| DATA ROWS |
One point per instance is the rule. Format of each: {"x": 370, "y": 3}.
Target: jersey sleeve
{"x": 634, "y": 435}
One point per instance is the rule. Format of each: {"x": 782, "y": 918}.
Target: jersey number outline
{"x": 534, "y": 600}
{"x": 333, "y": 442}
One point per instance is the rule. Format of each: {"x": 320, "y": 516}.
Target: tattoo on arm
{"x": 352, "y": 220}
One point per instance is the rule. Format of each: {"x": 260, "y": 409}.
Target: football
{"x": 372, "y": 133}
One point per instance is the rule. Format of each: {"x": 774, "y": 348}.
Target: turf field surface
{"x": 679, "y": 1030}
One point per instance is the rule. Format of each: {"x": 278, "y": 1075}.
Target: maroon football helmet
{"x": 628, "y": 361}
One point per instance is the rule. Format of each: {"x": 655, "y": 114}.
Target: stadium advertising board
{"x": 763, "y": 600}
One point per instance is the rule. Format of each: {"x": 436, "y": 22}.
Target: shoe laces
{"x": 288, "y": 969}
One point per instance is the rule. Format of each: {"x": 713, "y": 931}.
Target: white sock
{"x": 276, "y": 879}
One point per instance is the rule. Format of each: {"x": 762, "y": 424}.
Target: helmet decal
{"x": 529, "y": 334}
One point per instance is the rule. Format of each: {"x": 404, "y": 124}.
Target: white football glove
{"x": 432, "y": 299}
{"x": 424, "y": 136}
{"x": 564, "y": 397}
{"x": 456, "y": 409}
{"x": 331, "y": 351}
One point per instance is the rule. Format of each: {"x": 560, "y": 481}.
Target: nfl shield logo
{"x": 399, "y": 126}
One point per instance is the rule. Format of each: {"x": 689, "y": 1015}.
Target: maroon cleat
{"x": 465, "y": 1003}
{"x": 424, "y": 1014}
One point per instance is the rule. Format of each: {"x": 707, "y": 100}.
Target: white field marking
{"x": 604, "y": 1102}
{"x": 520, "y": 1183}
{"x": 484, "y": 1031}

| BRIEF |
Write the material out again word for word.

| FINAL ANSWER |
One point per instance is the rule. Format of each: {"x": 370, "y": 3}.
Target: jersey sleeve
{"x": 634, "y": 435}
One point per instance is the rule. Format of each: {"x": 782, "y": 918}.
Target: jersey number outline
{"x": 534, "y": 600}
{"x": 333, "y": 442}
One point per instance is the rule. Format of each: {"x": 320, "y": 516}.
Target: tattoo on arm
{"x": 352, "y": 220}
One point per instance is the rule. Format of each: {"x": 260, "y": 409}.
Target: football
{"x": 372, "y": 133}
One point per instance is the rule. Format of each: {"x": 774, "y": 348}.
Target: turf field surface
{"x": 679, "y": 1030}
One point per instance is the rule. Format of each: {"x": 278, "y": 1075}.
Target: maroon football helmet
{"x": 628, "y": 361}
One point per instance is the rule. Format of each: {"x": 655, "y": 114}.
Target: stadium advertising board
{"x": 763, "y": 600}
One point per instance is the rule. Format of each: {"x": 436, "y": 22}.
Target: shoe laces
{"x": 288, "y": 969}
One point per instance is the rule. Format of each: {"x": 713, "y": 931}.
Target: white sock
{"x": 276, "y": 879}
One point per instance is the rule. Format of each: {"x": 762, "y": 424}.
Target: helmet decal
{"x": 529, "y": 334}
One point per instance is the rule. Format of each: {"x": 404, "y": 124}.
Target: white football glove
{"x": 432, "y": 299}
{"x": 424, "y": 136}
{"x": 564, "y": 397}
{"x": 456, "y": 409}
{"x": 331, "y": 351}
One point per instance is the rule. Format of each: {"x": 560, "y": 481}.
Target: nfl shield logo
{"x": 399, "y": 126}
One point per instance is the rule. Format of each: {"x": 689, "y": 1015}.
Target: maroon cleat
{"x": 465, "y": 1003}
{"x": 424, "y": 1014}
One point per instance is the rule. Format of each: {"x": 707, "y": 100}.
Target: white field marking
{"x": 604, "y": 1102}
{"x": 520, "y": 1183}
{"x": 484, "y": 1031}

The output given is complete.